* BEGIN Page excerpt *
Indonesian Axis collaborationist committee overseeing Indonesian independence

The Preparatory Committee for Indonesian Independence (Panitia Persiapan Kemerdekaan Indonesia, abbreviated as PPKI; 独立準備委員会, Hepburn: Hepburn) was a body established on 7 August 1945 to prepare for the transfer of authority from the occupying Japanese to Indonesia. It approved and promulgated the first Constitution of Indonesia, and appointed Sukarno and Mohammad Hatta as the first president and vice president of Indonesia, respectively.

==Background==
In two sessions from May to July 1945, the Investigating Committee for Preparatory Work for Independence (BPUPK) decided on Pancasila as the ideological basis of independent Indonesia, and produced a draft constitution. With the war turning against them, the Japanese, who were occupying Indonesia, decided to grant independence in order to create problems for the returning Dutch colonial authorities. The plan was that Java would become independent in early September, followed shortly by the rest of the country. On 7 August, the day after an atomic bomb was dropped on Hiroshima, Lt. General Hisaichi Terauchi, commander of the Japanese Southern Area who was based in Saigon, gave permission for the formation of the Preparatory Committee for Indonesian Independence (PPKI).

On 9 August, the day of the atomic bombing of Nagasaki, the Japanese authorities flew future president Sukarno, Mohammad Hatta and BPUPK chairman Radjiman Wediodiningrat to Da Lat, French Indochina for a meeting with General Hisaichi Terauchi, the commander of the Southern Area. He promised Indonesian independence would be granted on 24 August, and appointed Sukarno chairman of the PPKI. After delaying discussion of the extent of independent Indonesia when setting up the BPUPK, the Japanese finally clearly stated it would include the whole of the former Dutch East Indies, an idea the PPKI took over from the BPUPK. The three men flew back to Indonesia, arriving on 14 August. The Indonesian underground rejected any independence gifted by the Japanese, preferring to win it through force of arms. However, on 17 August 1945, two days after the Japanese surrender, Sukarno declared independence.
* END Page excerpt *
* BEGIN Supplied records *
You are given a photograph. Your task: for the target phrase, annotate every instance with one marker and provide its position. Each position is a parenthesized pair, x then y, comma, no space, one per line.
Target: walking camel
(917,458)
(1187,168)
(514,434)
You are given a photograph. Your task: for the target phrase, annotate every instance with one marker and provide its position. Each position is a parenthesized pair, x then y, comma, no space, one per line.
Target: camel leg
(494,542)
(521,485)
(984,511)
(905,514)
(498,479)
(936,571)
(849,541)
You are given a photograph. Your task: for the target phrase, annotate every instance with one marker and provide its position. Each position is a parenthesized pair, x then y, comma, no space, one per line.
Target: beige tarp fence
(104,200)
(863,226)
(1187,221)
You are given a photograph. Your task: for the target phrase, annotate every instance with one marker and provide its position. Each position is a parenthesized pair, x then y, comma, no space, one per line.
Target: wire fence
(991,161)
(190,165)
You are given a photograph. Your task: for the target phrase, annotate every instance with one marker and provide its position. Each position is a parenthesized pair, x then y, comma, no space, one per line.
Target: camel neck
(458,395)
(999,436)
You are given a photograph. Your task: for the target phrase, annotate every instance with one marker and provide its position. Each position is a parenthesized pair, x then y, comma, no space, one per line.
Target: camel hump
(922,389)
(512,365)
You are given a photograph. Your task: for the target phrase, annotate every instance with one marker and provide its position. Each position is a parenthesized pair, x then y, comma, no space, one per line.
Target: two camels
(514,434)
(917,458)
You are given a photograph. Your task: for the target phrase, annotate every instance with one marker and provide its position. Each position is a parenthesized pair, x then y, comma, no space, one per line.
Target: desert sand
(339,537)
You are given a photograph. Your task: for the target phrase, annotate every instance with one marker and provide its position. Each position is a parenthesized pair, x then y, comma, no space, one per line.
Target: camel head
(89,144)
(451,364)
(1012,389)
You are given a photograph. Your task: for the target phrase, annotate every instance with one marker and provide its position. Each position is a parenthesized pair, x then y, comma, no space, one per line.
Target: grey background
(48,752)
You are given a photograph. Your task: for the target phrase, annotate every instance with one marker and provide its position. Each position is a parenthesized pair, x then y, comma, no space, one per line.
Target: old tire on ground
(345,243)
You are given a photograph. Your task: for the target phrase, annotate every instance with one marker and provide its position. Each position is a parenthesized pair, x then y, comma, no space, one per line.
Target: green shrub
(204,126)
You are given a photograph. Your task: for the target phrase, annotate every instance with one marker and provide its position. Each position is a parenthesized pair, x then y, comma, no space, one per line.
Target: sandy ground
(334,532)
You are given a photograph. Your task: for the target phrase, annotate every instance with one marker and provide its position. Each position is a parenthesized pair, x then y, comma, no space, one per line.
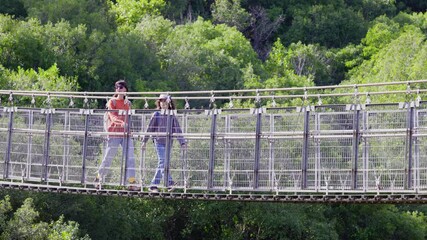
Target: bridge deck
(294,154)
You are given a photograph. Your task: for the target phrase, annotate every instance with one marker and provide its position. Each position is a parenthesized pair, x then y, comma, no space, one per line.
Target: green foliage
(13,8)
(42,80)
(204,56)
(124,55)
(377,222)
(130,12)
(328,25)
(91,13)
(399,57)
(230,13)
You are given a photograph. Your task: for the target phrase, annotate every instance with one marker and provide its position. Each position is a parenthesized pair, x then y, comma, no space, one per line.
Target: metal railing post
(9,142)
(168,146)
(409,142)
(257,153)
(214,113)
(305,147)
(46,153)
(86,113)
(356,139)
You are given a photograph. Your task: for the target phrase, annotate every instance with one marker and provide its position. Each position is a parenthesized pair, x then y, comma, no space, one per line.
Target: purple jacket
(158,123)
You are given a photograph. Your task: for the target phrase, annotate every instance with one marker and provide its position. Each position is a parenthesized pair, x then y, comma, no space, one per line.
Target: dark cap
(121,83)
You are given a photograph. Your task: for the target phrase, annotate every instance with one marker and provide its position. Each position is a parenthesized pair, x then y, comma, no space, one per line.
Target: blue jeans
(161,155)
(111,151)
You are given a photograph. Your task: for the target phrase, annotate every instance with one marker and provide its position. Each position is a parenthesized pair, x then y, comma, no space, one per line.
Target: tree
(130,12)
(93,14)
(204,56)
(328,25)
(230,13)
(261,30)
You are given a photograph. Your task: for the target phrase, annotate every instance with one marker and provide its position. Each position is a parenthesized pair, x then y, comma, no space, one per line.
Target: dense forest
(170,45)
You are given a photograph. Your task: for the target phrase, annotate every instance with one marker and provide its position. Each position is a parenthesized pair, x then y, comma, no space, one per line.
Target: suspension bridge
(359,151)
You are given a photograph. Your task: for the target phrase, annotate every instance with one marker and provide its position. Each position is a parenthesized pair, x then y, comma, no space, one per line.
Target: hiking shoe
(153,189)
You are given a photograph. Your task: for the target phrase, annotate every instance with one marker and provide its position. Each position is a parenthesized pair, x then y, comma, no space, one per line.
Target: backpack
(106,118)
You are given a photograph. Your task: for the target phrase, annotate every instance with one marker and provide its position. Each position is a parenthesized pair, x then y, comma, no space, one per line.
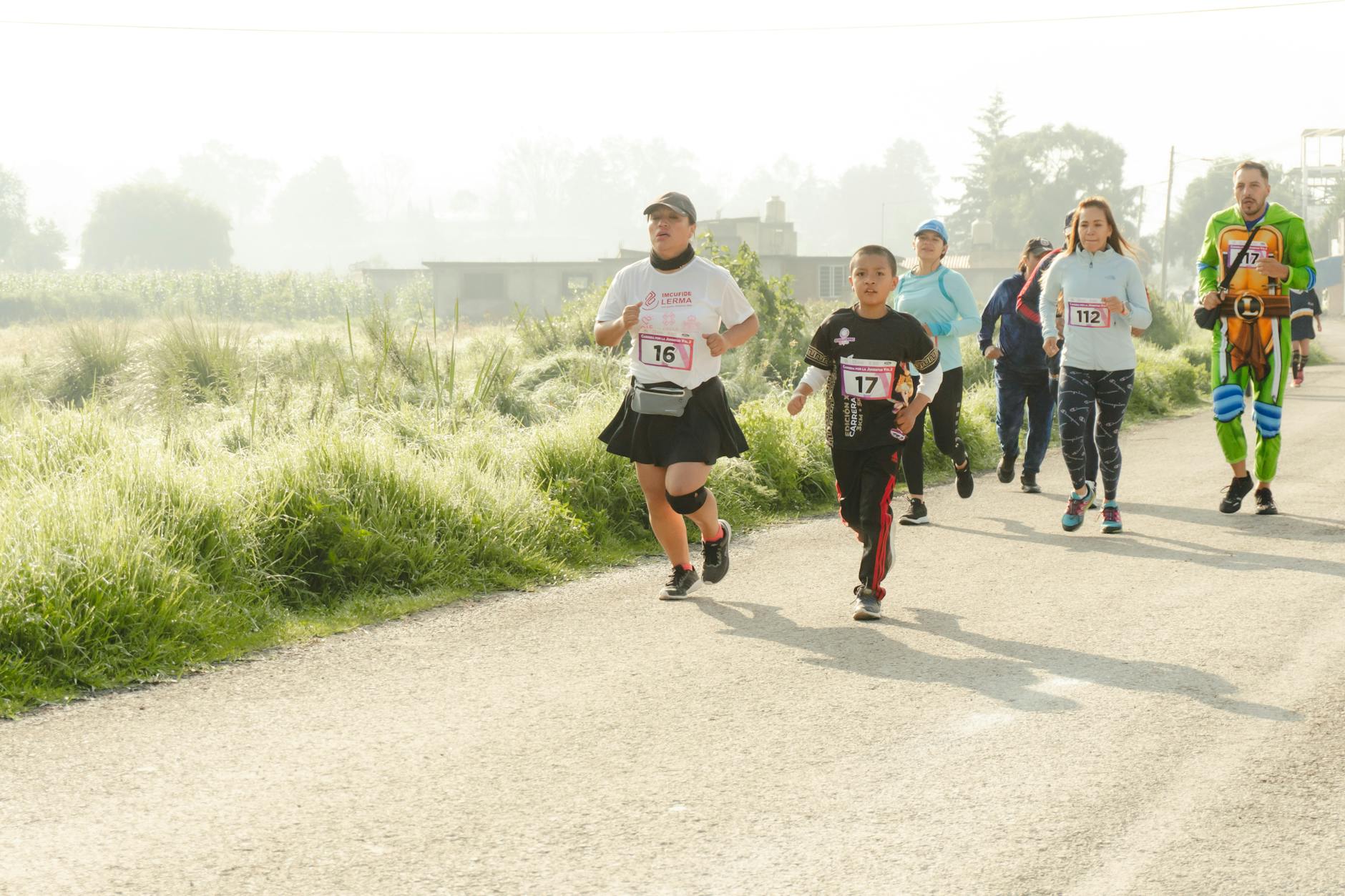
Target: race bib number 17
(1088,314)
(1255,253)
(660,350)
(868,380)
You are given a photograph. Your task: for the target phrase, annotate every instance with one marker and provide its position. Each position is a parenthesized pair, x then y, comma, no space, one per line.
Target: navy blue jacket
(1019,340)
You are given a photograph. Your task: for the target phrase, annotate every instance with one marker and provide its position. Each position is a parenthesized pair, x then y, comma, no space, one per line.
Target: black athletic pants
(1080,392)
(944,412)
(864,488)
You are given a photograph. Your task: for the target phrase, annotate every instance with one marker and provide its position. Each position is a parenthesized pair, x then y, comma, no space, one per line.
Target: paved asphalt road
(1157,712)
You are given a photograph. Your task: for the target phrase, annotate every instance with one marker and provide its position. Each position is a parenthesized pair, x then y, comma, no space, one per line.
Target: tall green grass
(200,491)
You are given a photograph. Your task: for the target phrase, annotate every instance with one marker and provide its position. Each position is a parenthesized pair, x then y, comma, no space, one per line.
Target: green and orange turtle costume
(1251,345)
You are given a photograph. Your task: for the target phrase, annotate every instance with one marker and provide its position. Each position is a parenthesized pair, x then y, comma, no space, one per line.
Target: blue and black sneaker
* END Supplied records *
▸ Required actions:
**A)** Restate the part of the Indonesian independence committee text that opens with the words containing "The Preparatory Committee for Indonesian Independence (Panitia" and closes with "of Indonesia, respectively.", swapping "promulgated" for "enacted".
**B)** Carry on the account of the Preparatory Committee for Indonesian Independence, picking up after its final sentence.

▸ Results in order:
**A)**
The Preparatory Committee for Indonesian Independence (Panitia Persiapan Kemerdekaan Indonesia, abbreviated as PPKI; 独立準備委員会, Hepburn: Hepburn) was a body established on 7 August 1945 to prepare for the transfer of authority from the occupying Japanese to Indonesia. It approved and enacted the first Constitution of Indonesia, and appointed Sukarno and Mohammad Hatta as the first president and vice president of Indonesia, respectively.

**B)**
==Membership==
Most of the 21 committee members appointed by the Japanese belonged to the older generation. Unlike the BPUPK, whose members only came from Java, the PPKI had representatives from Eastern Indonesia (under the control of the Japanese navy) and Sumatra (under the 25th Army).

=== Original ===
The membership comprised:
- Sukarno (chairman)
- Mohammad Hatta (vice-chairman)
- Soepomo (Java)
- Rajiman Wediodiningrat (Java)
- Suroso (Java)
- Sutardjo Kertohadikusumo (Java)
- Abdul Wahid Hasyim (Java)
- Ki Bagus Hadikusuma (Java)
- Oto Iskandar di Nata (Java)
- Abdul Kadir (Java)
- Soerjohamidjojo (Java)
- Poerbojo (Java)
- Mohammad Amir (Sumatra)
- Abdoel Abas (Sumatra)
- Teuku Muhammad Hasan (Sumatra)
- Sam Ratulangi (Sulawesi)
- Andi Pangerang Pettarani (Sulawesi)
- A. A. Hamidhan (Borneo)
- I Gusti Ketut Pudja (Lesser Sunda Islands)
- Johannes Latuharhary (Maluku Islands)
- Yap Tjwan Bing (Chinese community)

===Later addition===
Six additional committee members added without the approval of the Japanese authorities in Indonesia:
- Achmad Soebardjo (advisor)
- Sayuti Melik (Java)
- Ki Hajar Dewantara (Java)
- R.A.A. Wiranatakoesoema (Sunda/Java)
- Kasman Singodimedjo (Java)
- Iwa Koesoemasoemantri (Sunda/Java)

==Actions of the PPKI==
The committee met for the first time on 18 August in the building in Jakarta formerly used by the Council of the Indies. It elected Sukarno as president and Hatta as vice-president of Indonesia. It established a seven-member commission, including Sukarno, Hatta, Soepomo and Muhammad Yamin, to approve the constitution that had been started by the BPUPK in July and to make other changes. One significant change was the removal from the constitution preamble of the obligation for Muslims to abide by Sharia law included in the Jakarta Charter as it was felt this would alienate Christians, as well as of the other religious faiths (Hinduism, Buddhism and Confucianism). The changes took less than a week, and the constitution was published in the 14 February 1946 edition of Berita Republik Indonesia, the government gazette. In the same meeting, the committee also decided that the president would be assisted by a national committee

On August 19, the committee met again and divided Indonesia into eight provinces: West, Central and East Java, Sumatra, Kalimantan, Sulawesi, Maluku and the Lesser Sundas. In its third and last meeting, held on August 22, the PPKI decided to establish the Central Indonesian National Committee (KNIP), a state party the Indonesian National Party (PNI) and the Badan Keamanan Rakyat (People's Security Agency) - the forerunner of the Indonesian National Armed Forces.

The committee was dissolved by Sukarno on 29 August and replaced by the KNIP.

==See also==

- Investigating Committee for Preparatory Work for Independence (BPUPK)
- Central Indonesian National Committee (KNIP)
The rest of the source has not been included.